══ DATA LISTING ══

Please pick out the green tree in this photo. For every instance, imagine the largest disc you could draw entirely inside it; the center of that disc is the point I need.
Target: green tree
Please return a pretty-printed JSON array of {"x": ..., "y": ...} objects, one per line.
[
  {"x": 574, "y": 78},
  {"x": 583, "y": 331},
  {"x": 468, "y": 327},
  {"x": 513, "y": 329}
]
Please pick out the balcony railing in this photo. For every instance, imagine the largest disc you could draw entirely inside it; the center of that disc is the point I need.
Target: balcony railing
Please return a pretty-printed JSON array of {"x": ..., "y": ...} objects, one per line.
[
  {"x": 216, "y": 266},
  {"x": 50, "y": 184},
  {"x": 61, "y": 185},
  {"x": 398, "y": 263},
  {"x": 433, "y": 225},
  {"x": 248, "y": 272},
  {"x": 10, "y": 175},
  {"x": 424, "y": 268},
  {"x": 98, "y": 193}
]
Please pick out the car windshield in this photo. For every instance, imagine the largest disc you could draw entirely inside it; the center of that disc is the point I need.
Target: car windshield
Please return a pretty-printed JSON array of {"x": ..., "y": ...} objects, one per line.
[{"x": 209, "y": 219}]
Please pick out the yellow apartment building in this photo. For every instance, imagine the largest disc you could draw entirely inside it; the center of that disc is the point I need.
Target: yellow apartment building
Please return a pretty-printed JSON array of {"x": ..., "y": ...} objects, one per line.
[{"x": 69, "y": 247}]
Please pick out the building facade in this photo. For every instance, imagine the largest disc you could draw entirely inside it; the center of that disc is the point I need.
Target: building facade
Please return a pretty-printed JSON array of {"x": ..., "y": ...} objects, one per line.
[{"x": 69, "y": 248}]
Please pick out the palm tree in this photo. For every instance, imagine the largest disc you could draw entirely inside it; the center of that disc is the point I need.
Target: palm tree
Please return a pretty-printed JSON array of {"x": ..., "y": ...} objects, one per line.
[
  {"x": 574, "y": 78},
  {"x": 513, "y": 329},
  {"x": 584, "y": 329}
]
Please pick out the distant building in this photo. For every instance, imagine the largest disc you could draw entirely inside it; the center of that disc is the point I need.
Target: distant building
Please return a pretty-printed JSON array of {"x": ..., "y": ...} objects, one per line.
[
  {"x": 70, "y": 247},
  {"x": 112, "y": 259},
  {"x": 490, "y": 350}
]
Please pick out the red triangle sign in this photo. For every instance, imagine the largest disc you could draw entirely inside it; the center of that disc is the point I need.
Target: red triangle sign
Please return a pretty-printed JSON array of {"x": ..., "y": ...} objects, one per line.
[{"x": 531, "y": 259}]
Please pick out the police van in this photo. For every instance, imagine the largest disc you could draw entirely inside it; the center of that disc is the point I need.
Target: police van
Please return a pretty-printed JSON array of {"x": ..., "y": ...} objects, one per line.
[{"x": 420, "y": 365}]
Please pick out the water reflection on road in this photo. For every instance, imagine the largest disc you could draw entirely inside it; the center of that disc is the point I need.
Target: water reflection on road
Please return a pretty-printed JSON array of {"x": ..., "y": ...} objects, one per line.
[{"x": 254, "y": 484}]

═══

== EXERCISE BRIEF ==
Write out all of the items above word for word, in their original order.

== SOLUTION FOR THIS TASK ==
Please pick out the green tree in this photo. For every instance, imagine the largest disc you could draw entirely inside it; the center of that disc is the point I need.
Target: green tree
Please return a pretty-printed JSON array of {"x": ..., "y": ...} objects, one per line.
[
  {"x": 574, "y": 78},
  {"x": 583, "y": 331},
  {"x": 468, "y": 327},
  {"x": 513, "y": 329}
]
Please pick out the balcony railing in this photo. For every instance, imagine the largest disc you could draw entirely inside it; the center of that disc is the point I need.
Target: balcony railing
Please return a pretty-printed JSON array of {"x": ..., "y": ...} objects, one per line.
[
  {"x": 216, "y": 266},
  {"x": 50, "y": 184},
  {"x": 61, "y": 185},
  {"x": 398, "y": 263},
  {"x": 433, "y": 225},
  {"x": 248, "y": 272},
  {"x": 10, "y": 175},
  {"x": 424, "y": 268},
  {"x": 98, "y": 193}
]
Please pick out the car windshield in this photo. For every instance, imagine the largest disc you could draw entirely inside it; the center of that disc is the point I need.
Target: car windshield
Please return a pretty-printed JSON array of {"x": ..., "y": ...} objects, one per line.
[{"x": 209, "y": 219}]
Please pick out the yellow apartment building in this photo. For every instance, imagine the largest disc you could draw entirely inside it; the center of that disc is the point I need.
Target: yellow apartment building
Please return a pretty-printed JSON array of {"x": ..., "y": ...} objects, one per line.
[{"x": 69, "y": 247}]
Please pick out the building facade in this photo. For every instance, imagine the largest disc you could draw entirely inside it; the center of that disc is the point I need.
Target: building facade
Please return a pretty-printed JSON array of {"x": ..., "y": ...} objects, one per line.
[{"x": 69, "y": 248}]
Please pick out the palm tree in this photo. For every instance, imagine the largest disc you could draw entirely inside it; the center of that disc is the point I need.
Target: palm tree
Please return a pretty-printed JSON array of {"x": ..., "y": ...} objects, one per line.
[
  {"x": 574, "y": 78},
  {"x": 513, "y": 329},
  {"x": 584, "y": 329}
]
Please pick out the distant building in this photo. For every instance, imagine the largest disc you could draw entirely inside it; the center of that disc is the point I need.
Target: distant building
Please return a pretty-printed JSON array of {"x": ..., "y": ...} objects, one per line.
[
  {"x": 70, "y": 247},
  {"x": 112, "y": 259},
  {"x": 490, "y": 350}
]
Please pick out the red triangle sign in this photo. For every instance, imagine the largest disc you could draw entirely inside it; the center of that disc is the point I need.
Target: red triangle sign
Please return a pretty-printed JSON array of {"x": ..., "y": ...} objects, one per line.
[{"x": 531, "y": 259}]
Please pick out the police van in this photo. For every instance, imagine the largest disc you could draw entirely inside it; the center of that disc is the point I need.
Target: police van
Please return a pretty-printed JSON array of {"x": ..., "y": ...} objects, one per line.
[{"x": 420, "y": 365}]
Please pick out the water reflection on road in this photo. For every instance, imagine the largest disc you could draw entirely inside it; the center of that disc is the point I need.
Target: water reflection on road
Please return a pretty-printed JSON array of {"x": ..., "y": ...} objects, one per line.
[{"x": 254, "y": 484}]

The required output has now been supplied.